## Source passage
-------------------------
Among the total 700 patients selected, only 680 patients completed the whole questionnaire and were finally analyzed as 20 participants refused or dropout before the complete examination and were excluded from the study. The final analysis was done on 281 urban and 399 rural participants. 

Socio-demographic and clinical characteristics
Among the total of 680 study participants, 267 (38.3%) were males and 413 (60.7%) were females. The mean age of the participants was 55.0 ± 11.56 years ranged from 40 – 102 years. The majority of participants were in the age group 40-50 years. Majority of them were married (80.0%) and Hindu (54.0%) by religion. The educational status of the study population was very poor, with more than half of them (63.8%) being illiterate. The study population consisted mostly of housewives 392 (57.6%) and only 237 (34.8%) were employed leaving 51 (7.5%) unemployed or retired. Majority of the participants belonged to lower socio-economic classes with 329 (48.4%) and 277 (33.4%) in class V and class IV respectively. (Table 1) 

Mean IOP observed among individual 1360 eyes was found to be 13.61 ± 4.17 mm Hg, with glaucomatous and non-glaucomatous population was 20.24 ±10.75 and 13.23 ± 3.03 mm Hg respectively. Majority of eyes have normal anterior chamber depth while 29% of them had a shallow angle with two subjects classified as isolated Primary Angle Closer without glaucomatous changes. The mean CD ratio observed in study eyes was 0.335±0.095, the glaucomatous and non-glaucomatous population was 0.577±0.16 and 0.321 ± 0.07 respectively.

Prevalence of glaucoma
We observed a prevalence of 4.6% (31/680) of glaucoma in our study participants. About equal distribution of type of glaucoma, i.e. Primary Open Angle Glaucoma (POAG), Primary Angle Closure Glaucoma (PACG) and Normotensive Glaucoma (NTG) was observed in our study participants. The prevalence of POAG and PACG was 1.3% and 1.2% respectively while NTG and secondary glaucoma was found in 1.2% and 0.9% of the patients. The prevalence of glaucoma among our study participant was found to be significantly associated with increasing age, positive family history as well as the history of angle closure. We did not observe it be associated with other demographic factors like gender, religion, education as well as clinical factors like history of other chronic diseases (Table 2).

We did a study among middle age to elderly population to find out the prevalence of glaucoma as well as to observed any associated factors. We observed an overall prevalence of glaucoma to be 4.6%. The various type of glaucoma, with POAG, PACG and NTG in 1.3%, 1.2% and 1.2% of population respectively while secondary glaucoma was the found in 0.9% of the patients. The prevalence of glaucoma among our study participant was found to be significantly associated with increasing age, positive family history as well as the history of angle closure.
-------------------------
## Extracted entries

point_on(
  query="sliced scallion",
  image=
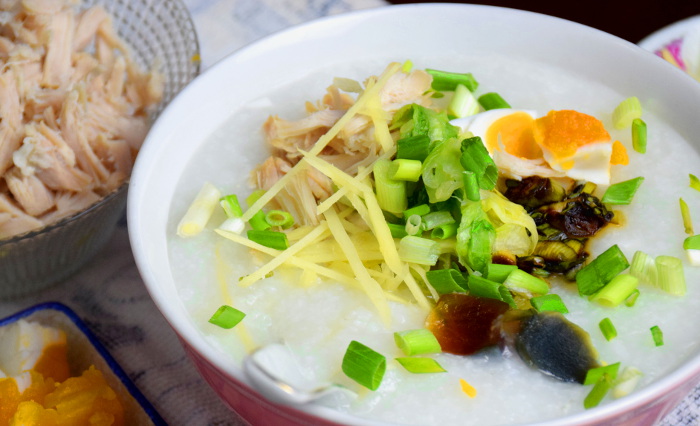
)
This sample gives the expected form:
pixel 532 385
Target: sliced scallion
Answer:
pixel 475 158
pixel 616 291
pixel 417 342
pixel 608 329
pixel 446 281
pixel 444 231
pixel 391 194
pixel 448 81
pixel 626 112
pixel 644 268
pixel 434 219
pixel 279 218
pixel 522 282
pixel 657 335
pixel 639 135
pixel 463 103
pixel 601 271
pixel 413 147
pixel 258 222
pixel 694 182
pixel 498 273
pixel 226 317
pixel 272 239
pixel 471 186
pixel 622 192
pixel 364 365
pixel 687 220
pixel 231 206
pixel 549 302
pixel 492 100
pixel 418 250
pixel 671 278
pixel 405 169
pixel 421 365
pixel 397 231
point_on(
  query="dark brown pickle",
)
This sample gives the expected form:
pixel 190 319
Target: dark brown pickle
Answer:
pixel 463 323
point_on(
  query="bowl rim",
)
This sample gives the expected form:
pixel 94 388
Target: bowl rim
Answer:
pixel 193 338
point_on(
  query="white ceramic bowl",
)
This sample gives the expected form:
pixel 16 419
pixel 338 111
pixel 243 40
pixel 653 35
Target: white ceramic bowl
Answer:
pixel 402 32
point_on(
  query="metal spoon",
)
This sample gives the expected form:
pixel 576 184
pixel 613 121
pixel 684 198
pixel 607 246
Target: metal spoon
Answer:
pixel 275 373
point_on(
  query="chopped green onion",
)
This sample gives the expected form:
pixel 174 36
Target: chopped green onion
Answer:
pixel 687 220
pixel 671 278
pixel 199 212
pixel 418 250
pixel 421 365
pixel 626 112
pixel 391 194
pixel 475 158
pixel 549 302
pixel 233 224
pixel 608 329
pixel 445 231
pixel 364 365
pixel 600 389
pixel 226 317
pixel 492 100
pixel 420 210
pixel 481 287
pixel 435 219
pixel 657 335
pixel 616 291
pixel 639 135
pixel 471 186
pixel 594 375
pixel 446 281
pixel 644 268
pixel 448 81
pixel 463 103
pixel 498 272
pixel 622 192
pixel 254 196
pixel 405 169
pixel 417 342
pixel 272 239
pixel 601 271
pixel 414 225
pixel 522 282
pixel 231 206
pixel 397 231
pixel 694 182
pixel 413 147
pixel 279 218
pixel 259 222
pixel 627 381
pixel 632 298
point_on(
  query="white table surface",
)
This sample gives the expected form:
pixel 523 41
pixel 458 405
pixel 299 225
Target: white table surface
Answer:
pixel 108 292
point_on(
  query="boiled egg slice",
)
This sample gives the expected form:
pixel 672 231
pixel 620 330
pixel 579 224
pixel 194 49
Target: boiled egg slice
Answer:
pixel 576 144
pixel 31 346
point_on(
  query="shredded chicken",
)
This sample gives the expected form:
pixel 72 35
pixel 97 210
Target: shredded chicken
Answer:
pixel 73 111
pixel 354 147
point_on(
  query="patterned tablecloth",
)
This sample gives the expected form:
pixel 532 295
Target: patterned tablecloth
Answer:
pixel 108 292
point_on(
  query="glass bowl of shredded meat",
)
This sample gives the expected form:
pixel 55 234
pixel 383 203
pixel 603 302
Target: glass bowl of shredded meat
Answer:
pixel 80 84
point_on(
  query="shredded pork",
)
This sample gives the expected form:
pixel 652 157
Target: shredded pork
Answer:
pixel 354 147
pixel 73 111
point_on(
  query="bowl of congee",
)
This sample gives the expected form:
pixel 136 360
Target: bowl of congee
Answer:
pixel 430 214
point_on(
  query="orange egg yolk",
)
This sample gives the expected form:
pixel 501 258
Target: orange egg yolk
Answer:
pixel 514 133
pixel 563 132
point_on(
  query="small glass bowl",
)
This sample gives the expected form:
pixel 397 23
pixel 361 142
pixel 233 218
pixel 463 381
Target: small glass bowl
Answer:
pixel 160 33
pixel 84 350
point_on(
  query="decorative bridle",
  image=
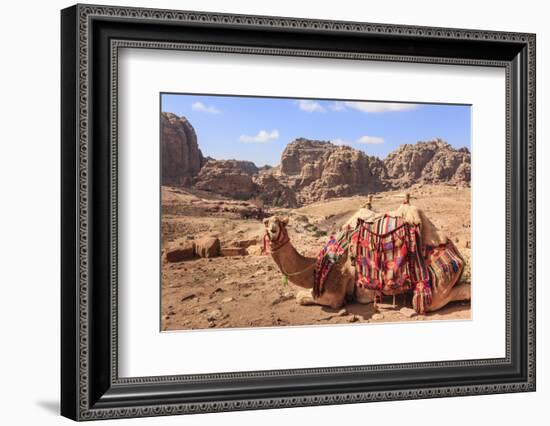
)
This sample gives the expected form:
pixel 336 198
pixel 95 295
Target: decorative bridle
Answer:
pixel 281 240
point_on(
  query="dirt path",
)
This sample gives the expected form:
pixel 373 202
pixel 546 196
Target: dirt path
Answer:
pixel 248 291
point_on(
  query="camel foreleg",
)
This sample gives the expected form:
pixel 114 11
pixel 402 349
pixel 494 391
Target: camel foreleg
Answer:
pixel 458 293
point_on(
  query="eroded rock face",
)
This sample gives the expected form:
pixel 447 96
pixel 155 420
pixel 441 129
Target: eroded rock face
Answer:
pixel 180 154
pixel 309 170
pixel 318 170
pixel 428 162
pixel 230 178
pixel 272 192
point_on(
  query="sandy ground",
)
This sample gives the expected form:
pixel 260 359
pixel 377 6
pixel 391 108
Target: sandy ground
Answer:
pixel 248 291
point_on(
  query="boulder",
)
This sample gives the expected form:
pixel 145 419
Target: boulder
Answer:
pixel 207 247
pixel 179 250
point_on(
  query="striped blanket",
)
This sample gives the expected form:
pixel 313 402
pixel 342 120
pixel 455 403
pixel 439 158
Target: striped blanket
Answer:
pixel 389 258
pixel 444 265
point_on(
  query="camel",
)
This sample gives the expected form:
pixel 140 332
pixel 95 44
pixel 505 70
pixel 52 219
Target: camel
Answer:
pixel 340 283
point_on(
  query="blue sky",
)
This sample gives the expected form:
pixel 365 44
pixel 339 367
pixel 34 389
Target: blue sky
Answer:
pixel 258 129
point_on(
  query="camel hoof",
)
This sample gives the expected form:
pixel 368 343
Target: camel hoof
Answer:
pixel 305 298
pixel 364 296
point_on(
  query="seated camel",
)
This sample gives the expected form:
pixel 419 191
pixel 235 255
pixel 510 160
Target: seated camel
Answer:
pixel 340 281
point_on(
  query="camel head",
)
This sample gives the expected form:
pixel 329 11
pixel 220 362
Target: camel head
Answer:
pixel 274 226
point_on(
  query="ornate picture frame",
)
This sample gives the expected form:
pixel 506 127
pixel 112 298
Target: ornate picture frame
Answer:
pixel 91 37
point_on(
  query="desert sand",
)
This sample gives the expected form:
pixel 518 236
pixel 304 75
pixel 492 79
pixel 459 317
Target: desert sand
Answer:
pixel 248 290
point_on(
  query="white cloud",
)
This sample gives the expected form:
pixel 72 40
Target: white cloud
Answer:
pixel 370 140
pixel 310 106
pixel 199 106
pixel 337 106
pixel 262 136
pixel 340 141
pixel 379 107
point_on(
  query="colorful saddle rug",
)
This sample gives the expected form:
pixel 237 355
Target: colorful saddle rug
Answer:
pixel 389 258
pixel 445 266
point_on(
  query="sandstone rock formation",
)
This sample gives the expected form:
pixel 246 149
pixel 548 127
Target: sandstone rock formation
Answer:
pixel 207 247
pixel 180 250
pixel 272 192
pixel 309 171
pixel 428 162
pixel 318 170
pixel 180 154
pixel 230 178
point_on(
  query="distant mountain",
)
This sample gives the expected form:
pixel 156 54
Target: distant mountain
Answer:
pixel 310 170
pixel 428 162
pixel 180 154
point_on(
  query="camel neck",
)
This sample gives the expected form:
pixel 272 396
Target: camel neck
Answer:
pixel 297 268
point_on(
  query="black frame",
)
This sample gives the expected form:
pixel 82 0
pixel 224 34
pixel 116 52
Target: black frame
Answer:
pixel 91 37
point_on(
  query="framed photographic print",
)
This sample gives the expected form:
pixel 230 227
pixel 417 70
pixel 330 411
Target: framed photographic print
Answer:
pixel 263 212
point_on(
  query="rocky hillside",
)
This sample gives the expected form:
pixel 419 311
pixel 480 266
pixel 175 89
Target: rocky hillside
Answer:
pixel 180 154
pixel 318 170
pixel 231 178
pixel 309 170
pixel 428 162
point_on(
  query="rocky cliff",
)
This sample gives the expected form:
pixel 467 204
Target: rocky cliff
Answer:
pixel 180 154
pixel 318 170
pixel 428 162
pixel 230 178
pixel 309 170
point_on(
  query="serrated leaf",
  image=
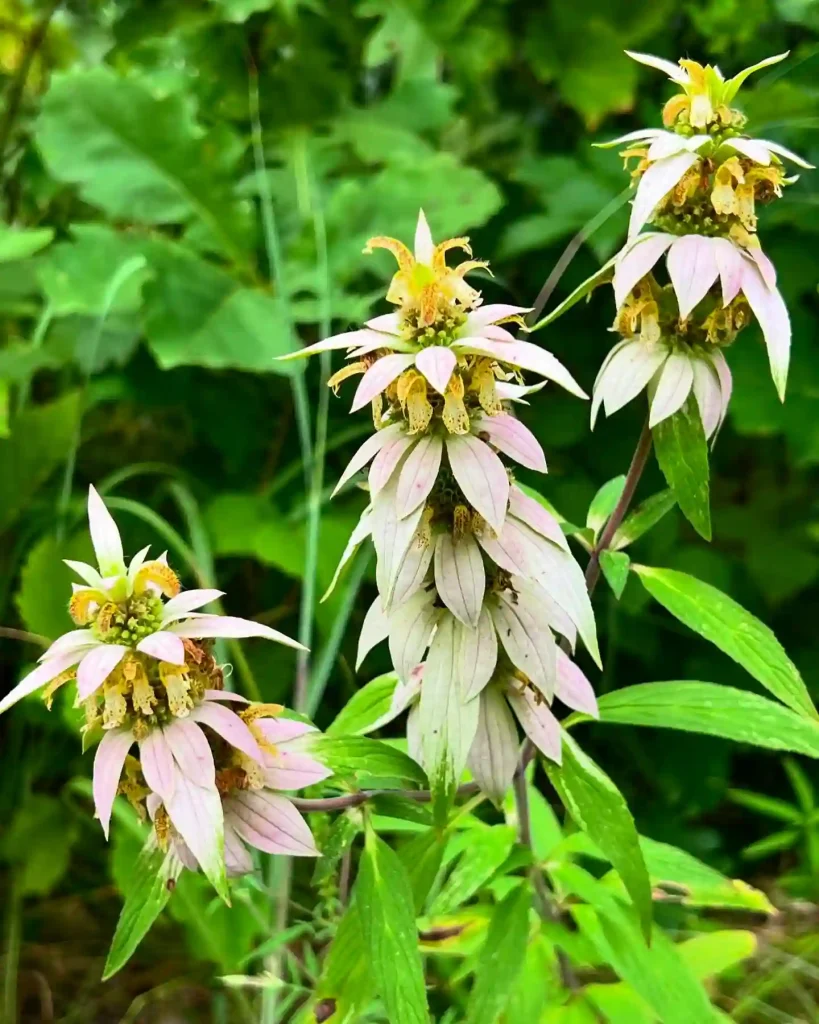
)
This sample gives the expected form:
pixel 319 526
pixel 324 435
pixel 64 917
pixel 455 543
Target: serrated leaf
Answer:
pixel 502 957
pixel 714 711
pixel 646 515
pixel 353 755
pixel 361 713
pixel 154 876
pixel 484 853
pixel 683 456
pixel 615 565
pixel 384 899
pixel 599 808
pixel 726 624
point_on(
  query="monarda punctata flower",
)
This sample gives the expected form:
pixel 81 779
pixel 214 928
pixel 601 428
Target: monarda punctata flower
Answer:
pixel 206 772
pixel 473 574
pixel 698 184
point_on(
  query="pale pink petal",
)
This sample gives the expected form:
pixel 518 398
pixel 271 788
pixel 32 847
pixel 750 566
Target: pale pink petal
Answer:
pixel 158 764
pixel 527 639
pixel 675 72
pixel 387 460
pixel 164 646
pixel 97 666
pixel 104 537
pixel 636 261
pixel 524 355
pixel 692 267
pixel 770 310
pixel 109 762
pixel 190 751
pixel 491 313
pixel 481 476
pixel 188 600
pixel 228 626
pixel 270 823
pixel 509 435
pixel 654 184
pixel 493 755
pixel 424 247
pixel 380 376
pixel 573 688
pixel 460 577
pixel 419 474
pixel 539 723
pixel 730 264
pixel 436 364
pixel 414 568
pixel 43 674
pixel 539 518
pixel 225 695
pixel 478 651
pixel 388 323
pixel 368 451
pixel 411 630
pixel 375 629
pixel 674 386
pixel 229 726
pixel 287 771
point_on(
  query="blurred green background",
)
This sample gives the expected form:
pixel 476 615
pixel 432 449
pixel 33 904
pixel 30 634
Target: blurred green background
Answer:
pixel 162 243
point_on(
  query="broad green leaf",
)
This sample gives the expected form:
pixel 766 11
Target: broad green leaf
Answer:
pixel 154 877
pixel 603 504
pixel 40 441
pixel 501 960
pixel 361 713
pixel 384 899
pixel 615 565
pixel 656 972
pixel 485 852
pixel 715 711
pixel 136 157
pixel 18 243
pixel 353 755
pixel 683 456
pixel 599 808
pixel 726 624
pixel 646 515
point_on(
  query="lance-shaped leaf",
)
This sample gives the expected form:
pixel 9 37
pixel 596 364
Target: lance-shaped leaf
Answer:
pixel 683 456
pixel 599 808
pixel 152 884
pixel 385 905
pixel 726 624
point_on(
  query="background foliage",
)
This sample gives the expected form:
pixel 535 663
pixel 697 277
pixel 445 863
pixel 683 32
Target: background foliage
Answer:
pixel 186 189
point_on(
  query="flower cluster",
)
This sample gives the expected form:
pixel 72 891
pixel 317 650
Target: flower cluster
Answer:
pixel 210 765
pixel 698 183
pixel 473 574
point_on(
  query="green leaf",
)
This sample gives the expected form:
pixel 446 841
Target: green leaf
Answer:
-------------------------
## Work task 1
Duplicate the glaucoma study passage from "Among the total 700" up to and including "399 rural participants.".
## Work task 2
In the glaucoma study passage, what was the participants' mean age?
## Work task 3
According to the glaucoma study passage, why were only 680 of the 700 selected patients analyzed?
Rely only on the glaucoma study passage.

## Solution 1
Among the total 700 patients selected, only 680 patients completed the whole questionnaire and were finally analyzed as 20 participants refused or dropout before the complete examination and were excluded from the study. The final analysis was done on 281 urban and 399 rural participants.

## Solution 2
55.0 ± 11.56 years

## Solution 3
Twenty participants refused or dropped out before the complete examination. They were excluded from the study, so only the 680 who completed the whole questionnaire were analyzed.